(RECORD EXCERPTS Opens)
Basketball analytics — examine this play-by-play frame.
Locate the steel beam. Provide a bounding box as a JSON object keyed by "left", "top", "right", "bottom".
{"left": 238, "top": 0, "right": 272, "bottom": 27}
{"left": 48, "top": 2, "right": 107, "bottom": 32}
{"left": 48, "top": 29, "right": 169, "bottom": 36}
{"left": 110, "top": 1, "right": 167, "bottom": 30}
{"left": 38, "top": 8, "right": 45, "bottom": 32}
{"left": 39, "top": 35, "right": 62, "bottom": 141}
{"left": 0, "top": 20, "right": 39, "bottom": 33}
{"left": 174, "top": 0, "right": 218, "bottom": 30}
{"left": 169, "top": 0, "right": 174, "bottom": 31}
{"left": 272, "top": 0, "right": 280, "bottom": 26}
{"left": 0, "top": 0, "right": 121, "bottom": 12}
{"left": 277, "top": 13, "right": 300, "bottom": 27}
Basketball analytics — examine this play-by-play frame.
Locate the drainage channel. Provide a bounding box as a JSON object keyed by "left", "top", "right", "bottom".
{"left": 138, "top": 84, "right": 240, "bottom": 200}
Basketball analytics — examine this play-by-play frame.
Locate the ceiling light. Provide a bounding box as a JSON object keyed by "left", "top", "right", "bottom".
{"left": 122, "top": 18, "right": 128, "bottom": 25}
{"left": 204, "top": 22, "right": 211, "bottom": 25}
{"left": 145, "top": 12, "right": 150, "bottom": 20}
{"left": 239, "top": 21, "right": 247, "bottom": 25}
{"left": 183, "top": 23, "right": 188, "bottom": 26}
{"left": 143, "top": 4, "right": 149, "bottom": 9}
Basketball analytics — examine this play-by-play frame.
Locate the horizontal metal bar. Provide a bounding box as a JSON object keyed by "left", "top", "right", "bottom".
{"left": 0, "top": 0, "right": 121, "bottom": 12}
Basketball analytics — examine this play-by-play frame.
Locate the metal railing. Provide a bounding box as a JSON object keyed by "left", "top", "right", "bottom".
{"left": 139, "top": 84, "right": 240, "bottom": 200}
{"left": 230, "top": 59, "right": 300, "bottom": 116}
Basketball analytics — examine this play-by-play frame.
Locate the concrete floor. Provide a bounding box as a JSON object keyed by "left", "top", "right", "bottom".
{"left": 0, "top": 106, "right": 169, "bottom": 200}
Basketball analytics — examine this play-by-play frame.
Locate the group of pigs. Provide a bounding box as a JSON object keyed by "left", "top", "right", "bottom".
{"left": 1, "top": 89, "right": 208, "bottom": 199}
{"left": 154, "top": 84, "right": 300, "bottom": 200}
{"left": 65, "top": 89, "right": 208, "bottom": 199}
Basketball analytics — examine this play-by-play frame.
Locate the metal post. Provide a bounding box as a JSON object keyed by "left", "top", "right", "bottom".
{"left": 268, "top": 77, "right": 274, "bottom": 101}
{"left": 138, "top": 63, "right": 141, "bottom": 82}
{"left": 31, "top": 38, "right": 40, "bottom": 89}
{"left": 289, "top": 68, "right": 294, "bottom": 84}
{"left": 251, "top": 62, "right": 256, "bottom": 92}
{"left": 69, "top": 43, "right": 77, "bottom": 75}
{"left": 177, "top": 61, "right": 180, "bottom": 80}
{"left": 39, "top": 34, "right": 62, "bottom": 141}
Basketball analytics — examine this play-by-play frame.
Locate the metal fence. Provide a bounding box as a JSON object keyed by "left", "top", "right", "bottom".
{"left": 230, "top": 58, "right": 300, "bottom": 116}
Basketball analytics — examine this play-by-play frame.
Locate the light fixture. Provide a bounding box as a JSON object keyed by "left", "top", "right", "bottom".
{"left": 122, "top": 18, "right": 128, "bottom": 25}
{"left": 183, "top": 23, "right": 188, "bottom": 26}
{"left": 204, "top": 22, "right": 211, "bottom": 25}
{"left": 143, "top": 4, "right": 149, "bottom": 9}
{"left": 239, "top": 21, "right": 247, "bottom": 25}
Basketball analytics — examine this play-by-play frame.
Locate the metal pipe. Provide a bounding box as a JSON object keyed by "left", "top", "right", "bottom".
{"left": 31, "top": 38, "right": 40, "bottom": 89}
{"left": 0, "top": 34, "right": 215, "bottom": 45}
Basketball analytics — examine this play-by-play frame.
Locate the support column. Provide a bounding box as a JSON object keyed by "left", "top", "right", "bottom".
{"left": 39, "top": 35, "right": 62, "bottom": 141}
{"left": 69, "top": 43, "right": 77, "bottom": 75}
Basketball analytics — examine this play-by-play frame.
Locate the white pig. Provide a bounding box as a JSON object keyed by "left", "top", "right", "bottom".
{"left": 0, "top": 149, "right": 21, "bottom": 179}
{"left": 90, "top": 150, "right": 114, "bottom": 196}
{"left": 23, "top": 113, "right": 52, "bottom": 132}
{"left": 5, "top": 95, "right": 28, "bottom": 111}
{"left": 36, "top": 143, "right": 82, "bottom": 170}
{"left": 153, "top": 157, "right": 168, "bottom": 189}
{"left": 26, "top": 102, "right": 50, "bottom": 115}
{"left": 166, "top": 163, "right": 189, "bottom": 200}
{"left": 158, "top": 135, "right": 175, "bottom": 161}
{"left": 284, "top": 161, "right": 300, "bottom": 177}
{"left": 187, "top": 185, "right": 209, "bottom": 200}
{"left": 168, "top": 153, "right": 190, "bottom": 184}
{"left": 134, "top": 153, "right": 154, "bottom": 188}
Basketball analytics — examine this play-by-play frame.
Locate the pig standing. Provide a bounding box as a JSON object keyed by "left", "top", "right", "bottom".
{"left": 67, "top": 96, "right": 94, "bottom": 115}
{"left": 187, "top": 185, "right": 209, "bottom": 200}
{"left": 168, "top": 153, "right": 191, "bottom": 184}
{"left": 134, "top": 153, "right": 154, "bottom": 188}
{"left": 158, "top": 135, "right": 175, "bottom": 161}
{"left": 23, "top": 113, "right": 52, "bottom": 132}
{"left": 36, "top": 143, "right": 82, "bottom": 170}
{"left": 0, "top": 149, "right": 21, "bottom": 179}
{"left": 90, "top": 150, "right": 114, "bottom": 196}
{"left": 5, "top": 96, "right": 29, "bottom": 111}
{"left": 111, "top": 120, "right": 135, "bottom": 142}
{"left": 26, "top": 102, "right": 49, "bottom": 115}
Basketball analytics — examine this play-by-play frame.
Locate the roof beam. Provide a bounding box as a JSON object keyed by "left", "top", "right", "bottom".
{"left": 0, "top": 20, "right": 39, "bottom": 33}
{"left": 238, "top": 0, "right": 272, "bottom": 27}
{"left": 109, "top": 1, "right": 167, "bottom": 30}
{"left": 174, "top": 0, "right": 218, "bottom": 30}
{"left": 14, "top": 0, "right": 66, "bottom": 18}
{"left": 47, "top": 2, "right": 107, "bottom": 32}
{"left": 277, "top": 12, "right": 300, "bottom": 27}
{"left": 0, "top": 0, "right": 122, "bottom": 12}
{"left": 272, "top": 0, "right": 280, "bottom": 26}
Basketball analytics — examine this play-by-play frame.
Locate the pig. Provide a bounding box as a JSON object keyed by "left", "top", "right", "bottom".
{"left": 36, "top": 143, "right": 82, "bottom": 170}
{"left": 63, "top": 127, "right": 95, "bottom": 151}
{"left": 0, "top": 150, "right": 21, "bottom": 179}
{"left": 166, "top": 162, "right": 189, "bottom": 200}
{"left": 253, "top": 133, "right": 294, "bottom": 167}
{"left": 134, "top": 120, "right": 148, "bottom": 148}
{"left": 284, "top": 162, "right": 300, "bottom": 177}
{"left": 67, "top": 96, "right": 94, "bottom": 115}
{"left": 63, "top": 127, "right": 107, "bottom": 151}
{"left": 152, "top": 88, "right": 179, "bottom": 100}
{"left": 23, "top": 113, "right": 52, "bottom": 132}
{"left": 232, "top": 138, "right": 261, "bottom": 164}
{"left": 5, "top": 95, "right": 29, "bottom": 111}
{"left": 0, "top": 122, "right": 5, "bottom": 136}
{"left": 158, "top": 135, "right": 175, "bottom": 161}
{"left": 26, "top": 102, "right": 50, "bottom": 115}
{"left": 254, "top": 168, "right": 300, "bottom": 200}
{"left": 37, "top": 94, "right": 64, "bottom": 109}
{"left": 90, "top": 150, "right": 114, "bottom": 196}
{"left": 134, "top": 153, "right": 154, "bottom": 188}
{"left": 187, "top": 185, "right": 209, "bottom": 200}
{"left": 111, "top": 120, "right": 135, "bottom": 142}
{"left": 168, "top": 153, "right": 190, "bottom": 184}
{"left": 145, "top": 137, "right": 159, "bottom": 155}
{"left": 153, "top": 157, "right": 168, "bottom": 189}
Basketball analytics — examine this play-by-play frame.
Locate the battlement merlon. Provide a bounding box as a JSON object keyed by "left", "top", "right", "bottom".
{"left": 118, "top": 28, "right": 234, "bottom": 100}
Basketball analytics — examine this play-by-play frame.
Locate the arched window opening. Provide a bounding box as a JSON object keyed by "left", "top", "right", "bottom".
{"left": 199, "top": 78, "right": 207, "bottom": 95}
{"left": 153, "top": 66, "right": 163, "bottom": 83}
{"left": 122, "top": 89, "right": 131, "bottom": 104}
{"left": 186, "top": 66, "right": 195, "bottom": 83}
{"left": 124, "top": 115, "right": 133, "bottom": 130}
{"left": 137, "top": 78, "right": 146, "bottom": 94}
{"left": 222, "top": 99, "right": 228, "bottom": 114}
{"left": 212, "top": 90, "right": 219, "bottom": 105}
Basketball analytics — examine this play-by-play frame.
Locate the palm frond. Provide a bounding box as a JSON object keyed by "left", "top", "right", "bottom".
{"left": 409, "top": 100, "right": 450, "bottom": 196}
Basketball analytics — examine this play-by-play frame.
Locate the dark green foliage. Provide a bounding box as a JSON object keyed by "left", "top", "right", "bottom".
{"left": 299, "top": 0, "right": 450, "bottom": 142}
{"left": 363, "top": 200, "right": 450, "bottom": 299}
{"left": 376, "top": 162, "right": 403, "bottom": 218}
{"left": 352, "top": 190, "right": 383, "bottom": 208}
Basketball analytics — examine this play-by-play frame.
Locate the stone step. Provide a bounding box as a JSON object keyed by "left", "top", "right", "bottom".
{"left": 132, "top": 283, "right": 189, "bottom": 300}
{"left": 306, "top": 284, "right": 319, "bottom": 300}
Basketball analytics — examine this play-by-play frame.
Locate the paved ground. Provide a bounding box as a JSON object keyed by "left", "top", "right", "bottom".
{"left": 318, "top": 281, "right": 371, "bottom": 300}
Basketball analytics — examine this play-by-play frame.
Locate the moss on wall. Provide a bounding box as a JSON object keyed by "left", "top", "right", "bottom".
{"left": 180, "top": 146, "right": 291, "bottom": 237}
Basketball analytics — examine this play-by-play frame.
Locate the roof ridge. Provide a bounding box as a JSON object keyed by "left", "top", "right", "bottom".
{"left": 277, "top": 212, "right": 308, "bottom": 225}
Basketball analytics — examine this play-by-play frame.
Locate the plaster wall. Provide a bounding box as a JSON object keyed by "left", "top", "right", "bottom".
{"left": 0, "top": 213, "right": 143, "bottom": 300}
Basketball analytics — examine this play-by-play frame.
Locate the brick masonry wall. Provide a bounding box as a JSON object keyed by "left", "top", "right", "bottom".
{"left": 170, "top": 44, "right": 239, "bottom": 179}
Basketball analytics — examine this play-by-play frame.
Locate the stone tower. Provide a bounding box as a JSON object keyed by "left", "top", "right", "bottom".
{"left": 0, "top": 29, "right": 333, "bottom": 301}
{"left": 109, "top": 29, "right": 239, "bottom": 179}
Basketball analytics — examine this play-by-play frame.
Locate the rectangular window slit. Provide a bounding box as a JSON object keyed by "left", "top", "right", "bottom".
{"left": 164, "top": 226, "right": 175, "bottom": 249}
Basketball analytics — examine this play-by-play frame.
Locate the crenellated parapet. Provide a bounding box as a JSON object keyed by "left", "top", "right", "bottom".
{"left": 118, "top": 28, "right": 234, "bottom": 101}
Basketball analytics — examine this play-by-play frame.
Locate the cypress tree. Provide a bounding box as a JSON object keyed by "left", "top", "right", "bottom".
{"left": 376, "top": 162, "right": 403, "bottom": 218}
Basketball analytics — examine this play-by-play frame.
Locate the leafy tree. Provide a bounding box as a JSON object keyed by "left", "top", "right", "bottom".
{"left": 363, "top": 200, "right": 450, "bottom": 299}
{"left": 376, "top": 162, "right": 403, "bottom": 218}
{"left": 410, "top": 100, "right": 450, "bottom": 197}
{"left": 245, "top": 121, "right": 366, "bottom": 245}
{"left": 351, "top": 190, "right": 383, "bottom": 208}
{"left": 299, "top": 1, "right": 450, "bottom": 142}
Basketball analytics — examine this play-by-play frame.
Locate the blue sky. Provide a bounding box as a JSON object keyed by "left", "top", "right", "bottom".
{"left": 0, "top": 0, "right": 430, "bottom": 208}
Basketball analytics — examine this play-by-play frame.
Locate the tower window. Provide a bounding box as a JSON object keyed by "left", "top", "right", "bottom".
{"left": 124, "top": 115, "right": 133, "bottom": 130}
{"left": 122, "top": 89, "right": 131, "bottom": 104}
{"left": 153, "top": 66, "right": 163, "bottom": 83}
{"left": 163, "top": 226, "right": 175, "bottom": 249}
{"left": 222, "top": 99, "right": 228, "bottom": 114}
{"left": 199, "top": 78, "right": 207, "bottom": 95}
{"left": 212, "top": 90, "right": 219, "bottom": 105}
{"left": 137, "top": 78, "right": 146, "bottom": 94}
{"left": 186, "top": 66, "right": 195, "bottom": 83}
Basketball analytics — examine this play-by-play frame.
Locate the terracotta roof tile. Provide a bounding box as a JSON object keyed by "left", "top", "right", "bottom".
(RECORD EXCERPTS Closes)
◆ WHAT YOU WILL DO: Return exactly the run of lines that opens with the one containing "Locate the tower" and closes with the last line of the records above.

◆ OUTPUT OF THE EXERCISE:
Locate the tower window. Provide a bounding box as a JSON object keyed by "left", "top", "right", "bottom".
{"left": 124, "top": 115, "right": 133, "bottom": 130}
{"left": 122, "top": 89, "right": 131, "bottom": 104}
{"left": 153, "top": 66, "right": 163, "bottom": 83}
{"left": 163, "top": 226, "right": 175, "bottom": 249}
{"left": 222, "top": 99, "right": 228, "bottom": 114}
{"left": 199, "top": 78, "right": 207, "bottom": 95}
{"left": 212, "top": 90, "right": 219, "bottom": 105}
{"left": 137, "top": 78, "right": 146, "bottom": 94}
{"left": 186, "top": 66, "right": 195, "bottom": 83}
Basketball analytics — examine this play-by-play frame.
Locate the terracotta roof tile. Provide a bounding box as a JSON object keyed by "left", "top", "right", "bottom".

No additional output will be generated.